Supplied passage
·····

Foundation, Structural Framing

Assess Seismic Risk Before The Big One - 2002-05-15

If you've been itching to spend some of that equity your home has earned in recent years, consider using it to shore up your home against the seismic forces of an earthquake.

Two recent moderate quakes don't specifically forecast future seismic activity, but the two wake up calls -- literally -- should stir some home owners to at least give their homes a shake down to determine if an earthquake retrofit is warranted.

Upgrades your home may need can not only help protect you and your family from injury or worse, retrofits also can help make your home more saleable.

When many households were just about to rise at 6:50 a.m. on April 20, a magnitude 5.1 shaker hit 15 miles southwest of Plattsburgh, NY.. Proving California isn't the only quake-prone state, the Plattsburgh pounder was felt from Cleveland, OH to Maine and Baltimore, MD.

A few weeks later, when households on the other coast were just about ready to nap for the night at 10 p.m., a magnitude 5.2 quake rumbled through a San Andreas fault zone three miles southwest of Gilroy, CA. With the epicenter about 30 miles south of Silicon Valley, quake shaking extended to San Francisco, 100 miles north of the epicenter and beyond.

Assessing risk

Earthquake faults are abundant primarily in the West, the Northeast and in the Midwest, but homes in a given location in those regions may or may not need additional shoring up. Determining if you should purchase a quake-related home improvement requires an examination of several factors. In most cases, a conventional home inspector can't do the job. A soils engineer, geologist, structural specialist or all of the above may be necessary to give your home a real once over.

·····

Dataset rows
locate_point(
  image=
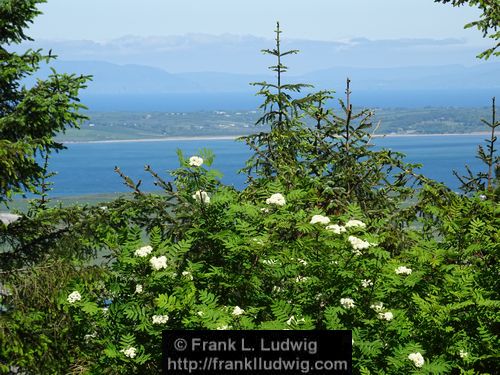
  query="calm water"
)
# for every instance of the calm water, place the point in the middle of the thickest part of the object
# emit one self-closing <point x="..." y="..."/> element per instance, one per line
<point x="87" y="168"/>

·····

Actions to take
1. Do the following statements agree with the seismic risk article? Answer yes or no for each, quoting the words of the article that decide it.
(a) The quake near Plattsburgh had a magnitude of 5.1.
(b) The Gilroy quake's epicenter was about 30 miles north of Silicon Valley.
(c) In most cases, a conventional home inspector can assess whether a home needs a quake-related improvement.
2. According to the seismic risk article, at what time and on what date did the quake near Plattsburgh hit?

Problem solutions
1.
(a) Yes: "a magnitude 5.1 shaker hit 15 miles southwest of Plattsburgh"
(b) No: "With the epicenter about 30 miles south of Silicon Valley"
(c) No: "In most cases, a conventional home inspector can't do the job."

2. At 6:50 a.m. on April 20.